(Items from a data source)
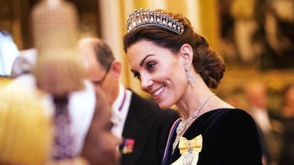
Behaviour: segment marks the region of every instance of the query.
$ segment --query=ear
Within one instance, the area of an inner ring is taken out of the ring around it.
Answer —
[[[121,63],[120,62],[118,61],[118,60],[114,60],[111,63],[111,72],[112,73],[112,74],[119,79],[120,76],[120,72],[121,72]]]
[[[183,59],[183,64],[184,66],[190,66],[193,60],[193,49],[188,44],[183,44],[181,47],[180,55]]]

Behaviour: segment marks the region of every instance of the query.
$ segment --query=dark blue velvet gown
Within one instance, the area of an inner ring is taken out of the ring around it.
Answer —
[[[178,147],[171,154],[179,123],[171,132],[162,165],[169,165],[181,157]],[[262,164],[256,124],[242,110],[220,108],[208,111],[199,116],[183,137],[192,140],[199,135],[203,137],[203,142],[197,165]]]

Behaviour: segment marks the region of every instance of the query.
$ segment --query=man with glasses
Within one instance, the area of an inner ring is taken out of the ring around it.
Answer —
[[[163,110],[119,81],[121,63],[107,44],[97,38],[84,38],[79,49],[89,79],[105,91],[112,105],[112,132],[123,138],[119,149],[122,165],[161,164],[169,130],[179,118],[172,110]]]

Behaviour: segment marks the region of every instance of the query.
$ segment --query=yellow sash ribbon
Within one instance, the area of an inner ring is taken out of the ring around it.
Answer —
[[[189,147],[198,152],[200,152],[202,149],[202,135],[200,135],[190,140],[188,140],[183,137],[181,137],[180,142],[179,143],[179,149],[180,149],[181,154],[187,152]]]

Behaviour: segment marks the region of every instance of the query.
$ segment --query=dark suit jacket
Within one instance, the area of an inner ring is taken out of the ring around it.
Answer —
[[[122,153],[121,165],[161,164],[169,129],[179,118],[175,110],[162,110],[156,103],[132,92],[120,151],[126,147],[126,140],[135,142],[132,152]]]

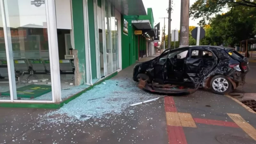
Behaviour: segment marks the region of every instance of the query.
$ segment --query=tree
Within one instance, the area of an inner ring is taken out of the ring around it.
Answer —
[[[254,9],[255,11],[256,0],[197,0],[190,7],[189,15],[193,19],[201,18],[199,24],[204,26],[206,21],[210,22],[214,15],[223,13],[224,9],[227,9],[229,14],[232,14],[240,6]]]
[[[241,41],[253,38],[256,35],[255,9],[239,6],[235,11],[216,15],[211,20],[202,42],[234,47]]]

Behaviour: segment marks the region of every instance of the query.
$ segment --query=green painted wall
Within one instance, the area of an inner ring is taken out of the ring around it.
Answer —
[[[84,11],[83,0],[72,0],[73,26],[75,49],[79,52],[77,55],[79,64],[79,72],[82,76],[80,84],[84,84],[85,77],[83,76],[86,73],[85,52],[84,45]]]
[[[148,15],[140,16],[121,16],[121,28],[123,30],[124,19],[128,23],[128,36],[122,34],[122,68],[124,69],[134,63],[138,60],[139,52],[138,36],[140,36],[140,49],[146,50],[146,40],[145,37],[134,34],[136,28],[132,24],[133,20],[149,20],[152,28],[154,27],[154,20],[152,9],[148,9]],[[144,53],[145,54],[145,53]]]
[[[130,65],[130,50],[129,49],[129,36],[123,31],[124,15],[121,15],[121,29],[122,50],[122,69],[124,69]]]
[[[93,0],[88,0],[88,18],[89,25],[89,35],[90,38],[91,62],[92,76],[92,79],[96,78],[96,50],[95,44],[95,33],[94,24],[94,13]]]

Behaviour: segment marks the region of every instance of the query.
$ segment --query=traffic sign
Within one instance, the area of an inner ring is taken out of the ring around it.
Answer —
[[[195,28],[193,29],[191,32],[191,34],[192,35],[192,37],[196,40],[197,37],[197,28],[200,28],[200,31],[199,33],[199,40],[201,40],[204,37],[205,34],[205,31],[204,29],[201,27],[196,27]]]
[[[135,35],[141,35],[142,34],[142,30],[135,30],[134,34]]]

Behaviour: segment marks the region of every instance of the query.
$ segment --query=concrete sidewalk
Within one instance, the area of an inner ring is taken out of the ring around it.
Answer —
[[[0,144],[256,144],[256,114],[226,96],[199,89],[130,106],[160,96],[137,87],[133,66],[59,110],[0,108]]]
[[[159,96],[138,88],[133,66],[59,110],[0,108],[0,144],[168,143],[163,99],[129,105]]]

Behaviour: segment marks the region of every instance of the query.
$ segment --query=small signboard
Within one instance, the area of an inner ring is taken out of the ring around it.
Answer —
[[[179,41],[179,31],[176,29],[172,30],[172,41]]]
[[[124,19],[124,32],[128,33],[128,22],[125,19]]]
[[[39,84],[30,84],[17,89],[18,97],[34,98],[52,91],[52,86]],[[2,95],[10,95],[10,91],[1,93]]]
[[[134,32],[134,34],[135,35],[142,34],[142,30],[135,30]]]

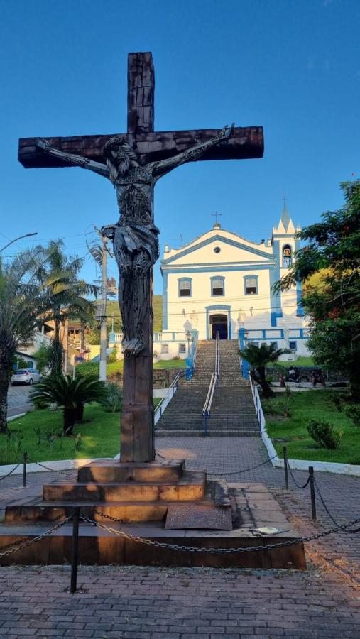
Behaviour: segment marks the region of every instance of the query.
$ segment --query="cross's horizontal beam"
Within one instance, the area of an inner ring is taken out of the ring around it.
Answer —
[[[124,134],[138,155],[141,164],[165,160],[191,146],[207,142],[219,129],[200,129],[193,131],[164,131],[138,133],[136,137]],[[102,148],[116,133],[107,136],[76,136],[72,138],[45,138],[51,146],[68,153],[104,162]],[[120,133],[119,135],[123,135]],[[262,158],[263,131],[262,126],[236,127],[231,136],[209,149],[200,158],[203,160],[244,160]],[[34,138],[21,138],[18,160],[25,168],[68,166],[56,158],[45,153],[35,146]]]

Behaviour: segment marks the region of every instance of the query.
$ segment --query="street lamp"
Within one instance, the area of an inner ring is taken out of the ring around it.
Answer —
[[[7,248],[8,246],[10,246],[10,244],[12,244],[13,242],[17,242],[18,239],[22,239],[23,237],[31,237],[32,235],[38,235],[38,231],[36,231],[36,233],[26,233],[26,235],[21,235],[19,237],[16,237],[15,239],[11,240],[11,242],[8,242],[7,244],[5,244],[5,246],[3,246],[2,248],[0,248],[0,253],[2,251],[4,251],[5,248]]]
[[[190,356],[190,339],[191,339],[191,333],[189,331],[187,331],[185,333],[185,337],[187,339],[187,357]]]

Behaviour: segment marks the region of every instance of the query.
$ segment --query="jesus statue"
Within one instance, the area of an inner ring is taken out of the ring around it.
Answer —
[[[103,226],[102,233],[113,241],[119,267],[119,305],[125,355],[139,355],[145,346],[143,324],[150,304],[148,274],[159,256],[159,230],[153,223],[155,185],[159,178],[181,164],[197,160],[208,148],[229,138],[234,126],[224,126],[207,142],[145,166],[139,163],[136,152],[123,136],[111,138],[104,146],[106,164],[58,151],[45,140],[36,140],[36,145],[45,153],[107,178],[116,189],[120,217],[116,224]]]

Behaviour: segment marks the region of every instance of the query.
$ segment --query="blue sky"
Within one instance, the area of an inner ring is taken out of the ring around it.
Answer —
[[[117,219],[114,189],[78,168],[26,170],[17,142],[124,132],[129,51],[153,53],[156,129],[265,130],[262,160],[192,163],[160,181],[161,253],[208,230],[216,209],[258,241],[284,195],[302,226],[339,208],[339,182],[360,177],[359,25],[359,0],[0,0],[1,245],[63,237],[95,278],[85,234]]]

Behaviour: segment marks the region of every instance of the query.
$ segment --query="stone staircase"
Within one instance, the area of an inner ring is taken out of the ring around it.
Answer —
[[[177,393],[156,425],[156,435],[204,435],[202,408],[214,363],[215,342],[199,342],[195,374],[190,381],[181,380]],[[236,340],[222,340],[219,344],[219,379],[207,432],[211,437],[260,435],[249,383],[240,372]]]

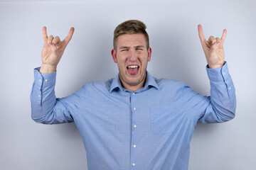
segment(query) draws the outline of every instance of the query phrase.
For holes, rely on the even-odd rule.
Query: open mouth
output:
[[[138,65],[129,65],[127,68],[128,73],[132,76],[134,76],[138,74],[139,67]]]

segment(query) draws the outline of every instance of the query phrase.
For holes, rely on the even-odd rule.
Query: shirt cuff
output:
[[[213,81],[225,81],[229,77],[228,63],[224,62],[223,67],[218,69],[210,69],[206,66],[207,74],[209,79]]]
[[[36,86],[48,87],[55,85],[56,82],[56,72],[53,73],[41,74],[40,67],[34,69],[34,81]]]

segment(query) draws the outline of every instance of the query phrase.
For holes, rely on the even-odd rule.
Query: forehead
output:
[[[142,33],[123,34],[117,37],[117,47],[123,46],[143,45],[146,47],[146,38]]]

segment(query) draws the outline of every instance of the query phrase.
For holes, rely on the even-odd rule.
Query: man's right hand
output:
[[[74,28],[71,28],[67,37],[61,41],[58,36],[47,36],[46,27],[43,27],[43,47],[42,50],[42,65],[41,73],[51,73],[56,71],[64,50],[74,33]]]

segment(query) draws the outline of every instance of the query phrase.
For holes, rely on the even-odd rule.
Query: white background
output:
[[[198,36],[220,37],[236,88],[230,122],[198,124],[191,141],[190,170],[255,169],[255,1],[0,1],[1,169],[87,169],[86,152],[74,123],[45,125],[31,119],[33,68],[41,63],[42,27],[63,40],[75,30],[58,67],[56,96],[85,83],[117,75],[113,31],[139,19],[152,47],[148,70],[209,95],[206,61]]]

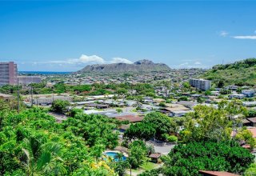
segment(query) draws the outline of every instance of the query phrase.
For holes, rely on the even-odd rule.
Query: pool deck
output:
[[[107,152],[114,152],[114,153],[119,153],[119,154],[122,154],[125,157],[129,157],[128,154],[125,152],[121,152],[121,151],[118,151],[118,150],[106,150],[103,152],[103,154],[106,154]]]

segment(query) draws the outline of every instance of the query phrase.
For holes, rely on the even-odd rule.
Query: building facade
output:
[[[210,88],[210,81],[205,79],[190,79],[190,84],[202,90],[207,90]]]
[[[0,62],[0,86],[17,84],[17,64]]]
[[[29,85],[30,83],[40,83],[42,81],[39,76],[18,76],[18,83],[21,85]]]

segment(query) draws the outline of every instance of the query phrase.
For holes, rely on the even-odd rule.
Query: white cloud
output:
[[[234,38],[237,39],[256,39],[256,35],[238,35],[238,36],[234,36]]]
[[[226,37],[228,34],[229,34],[229,33],[226,31],[224,31],[224,30],[222,30],[219,33],[219,35],[222,37]]]
[[[194,64],[194,65],[202,65],[202,63],[200,62],[198,62],[198,61],[195,62]]]
[[[53,61],[46,61],[41,62],[38,63],[41,64],[56,64],[59,66],[63,65],[82,65],[85,66],[86,64],[104,64],[104,63],[133,63],[131,61],[129,61],[126,58],[113,58],[110,61],[106,61],[104,58],[98,56],[98,55],[86,55],[82,54],[78,58],[68,58],[65,60],[53,60]]]
[[[97,56],[97,55],[87,56],[86,54],[82,54],[78,61],[82,63],[87,63],[87,62],[104,63],[105,62],[104,59],[99,56]]]
[[[179,66],[187,66],[189,65],[189,62],[181,63]]]
[[[126,58],[113,58],[110,62],[110,63],[128,63],[128,64],[133,63],[133,62],[129,61]]]

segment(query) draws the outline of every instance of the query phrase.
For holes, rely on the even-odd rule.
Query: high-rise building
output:
[[[17,64],[14,62],[0,62],[0,86],[17,84]]]
[[[190,84],[198,90],[206,90],[210,88],[210,81],[205,79],[190,79]]]

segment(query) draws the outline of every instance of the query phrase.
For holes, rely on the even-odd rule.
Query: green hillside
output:
[[[203,77],[212,80],[218,87],[230,84],[255,86],[256,58],[247,58],[231,64],[216,65]]]

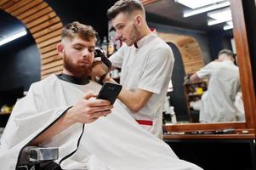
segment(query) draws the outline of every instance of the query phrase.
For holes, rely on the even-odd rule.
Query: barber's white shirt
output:
[[[196,72],[209,76],[208,91],[202,96],[200,122],[222,122],[236,120],[234,101],[240,88],[238,67],[232,61],[213,61]]]
[[[124,88],[153,93],[137,113],[125,108],[144,128],[162,138],[162,105],[172,76],[174,54],[171,48],[155,33],[140,39],[137,46],[138,48],[123,44],[110,60],[113,66],[122,68],[120,83]]]

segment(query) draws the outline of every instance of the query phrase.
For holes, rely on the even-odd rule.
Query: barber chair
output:
[[[17,170],[61,170],[54,161],[59,158],[59,148],[27,146],[21,150]]]

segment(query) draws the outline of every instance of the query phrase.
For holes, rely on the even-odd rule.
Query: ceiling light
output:
[[[222,19],[222,20],[209,20],[208,22],[208,26],[213,26],[213,25],[216,25],[216,24],[219,24],[219,23],[223,23],[223,22],[226,22],[226,21],[230,21],[230,20],[231,20],[232,19]]]
[[[232,29],[233,28],[233,25],[231,25],[231,26],[225,26],[224,27],[223,27],[223,30],[230,30],[230,29]]]
[[[14,39],[17,39],[17,38],[19,38],[19,37],[20,37],[22,36],[25,36],[25,35],[26,35],[26,30],[22,31],[20,31],[20,32],[19,32],[17,34],[14,34],[13,36],[10,36],[10,37],[9,37],[7,38],[4,38],[3,40],[1,40],[0,41],[0,46],[3,45],[3,44],[5,44],[5,43],[7,43],[9,42],[11,42],[11,41],[13,41]]]
[[[232,19],[230,8],[225,8],[223,9],[214,10],[208,13],[208,16],[216,20],[223,20],[224,18]]]
[[[191,0],[175,0],[176,3],[179,3],[191,8],[198,8],[200,7],[207,6],[221,1],[224,0],[196,0],[193,2],[191,2]]]
[[[209,6],[203,7],[203,8],[197,8],[197,9],[195,9],[195,10],[191,10],[190,12],[187,12],[187,13],[184,13],[183,16],[185,18],[189,17],[189,16],[192,16],[192,15],[198,14],[201,14],[201,13],[205,13],[205,12],[208,12],[208,11],[211,11],[211,10],[213,10],[213,9],[216,9],[216,8],[227,7],[227,6],[230,6],[230,2],[225,2],[225,3],[222,3],[209,5]]]
[[[232,20],[227,21],[226,23],[227,23],[228,25],[232,25],[232,26],[233,26]]]

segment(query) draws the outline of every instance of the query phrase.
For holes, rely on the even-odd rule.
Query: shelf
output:
[[[207,83],[207,80],[202,80],[202,81],[197,81],[197,82],[184,82],[184,85],[191,85],[191,84],[199,84],[199,83]]]
[[[202,96],[203,94],[187,94],[189,97],[195,97],[195,96]]]
[[[0,112],[0,115],[10,115],[11,112]]]

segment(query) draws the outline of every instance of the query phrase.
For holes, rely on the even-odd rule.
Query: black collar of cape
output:
[[[57,77],[60,80],[68,82],[71,82],[73,84],[78,84],[78,85],[85,85],[88,84],[89,82],[88,77],[88,76],[83,76],[83,77],[76,77],[74,76],[70,76],[70,75],[66,75],[64,73],[56,75]]]

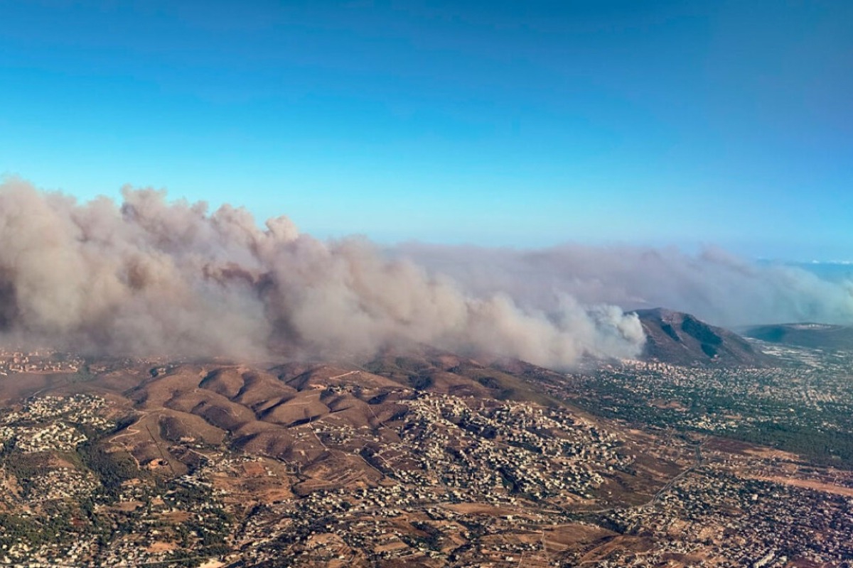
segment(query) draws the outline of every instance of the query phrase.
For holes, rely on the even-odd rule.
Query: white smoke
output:
[[[539,250],[409,244],[392,251],[448,274],[473,294],[502,290],[548,311],[565,295],[587,305],[668,307],[723,326],[816,321],[853,324],[853,283],[800,267],[747,261],[709,247],[566,244]]]
[[[286,217],[123,191],[78,204],[25,181],[0,185],[0,333],[102,353],[369,353],[423,342],[549,366],[627,357],[635,315],[560,295],[549,306],[461,286],[364,239],[324,242]],[[511,279],[511,275],[505,274]],[[511,284],[511,283],[508,283]]]

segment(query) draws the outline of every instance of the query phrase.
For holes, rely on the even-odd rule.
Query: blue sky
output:
[[[0,0],[0,173],[363,233],[853,259],[850,2]]]

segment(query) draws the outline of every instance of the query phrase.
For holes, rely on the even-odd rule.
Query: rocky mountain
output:
[[[646,331],[645,359],[673,364],[761,367],[772,358],[737,334],[695,316],[661,307],[635,312]]]

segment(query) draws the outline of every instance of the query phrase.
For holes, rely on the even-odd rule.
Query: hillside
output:
[[[756,325],[743,331],[746,337],[769,343],[794,345],[811,349],[853,349],[853,326],[826,324],[780,324]]]
[[[772,358],[735,333],[710,325],[689,313],[664,308],[635,312],[646,331],[642,357],[673,364],[761,367]]]

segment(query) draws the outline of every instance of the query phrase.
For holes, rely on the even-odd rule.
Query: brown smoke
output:
[[[0,185],[0,333],[90,353],[267,357],[423,342],[565,366],[633,356],[634,315],[569,296],[541,311],[472,293],[364,239],[324,242],[286,217],[123,191],[78,204]]]

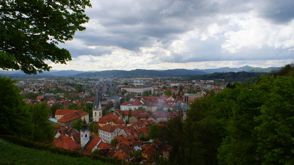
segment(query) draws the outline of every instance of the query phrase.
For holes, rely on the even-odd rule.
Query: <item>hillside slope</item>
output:
[[[2,165],[109,165],[89,158],[74,158],[48,151],[24,147],[0,139],[0,162]]]

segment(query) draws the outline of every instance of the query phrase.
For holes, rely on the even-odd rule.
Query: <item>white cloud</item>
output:
[[[263,0],[92,3],[93,7],[86,9],[90,18],[84,25],[87,30],[59,46],[70,51],[73,61],[54,67],[165,69],[207,65],[207,68],[216,68],[269,65],[271,63],[266,62],[294,56],[294,12],[288,7],[293,3]],[[266,61],[254,62],[260,60]]]

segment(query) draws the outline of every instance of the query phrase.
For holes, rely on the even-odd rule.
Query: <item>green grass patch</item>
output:
[[[0,139],[1,164],[110,165],[85,157],[74,158],[48,151],[24,147]]]

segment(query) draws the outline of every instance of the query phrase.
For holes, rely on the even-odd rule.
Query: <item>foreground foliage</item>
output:
[[[49,71],[45,62],[66,63],[69,52],[57,44],[73,39],[90,0],[0,1],[0,68],[26,74]]]
[[[6,165],[109,165],[89,158],[74,158],[47,150],[24,147],[7,142],[0,142],[0,162]]]
[[[196,100],[186,120],[168,123],[170,164],[294,164],[294,71],[287,65]]]
[[[48,121],[47,105],[26,104],[11,79],[0,76],[1,134],[17,135],[35,142],[50,142],[55,126]]]

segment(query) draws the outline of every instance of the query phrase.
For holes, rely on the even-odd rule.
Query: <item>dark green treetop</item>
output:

### DIRECTIVE
Count the lines in the data above that contain the string "white". Give only the number.

### WORKED ANSWER
5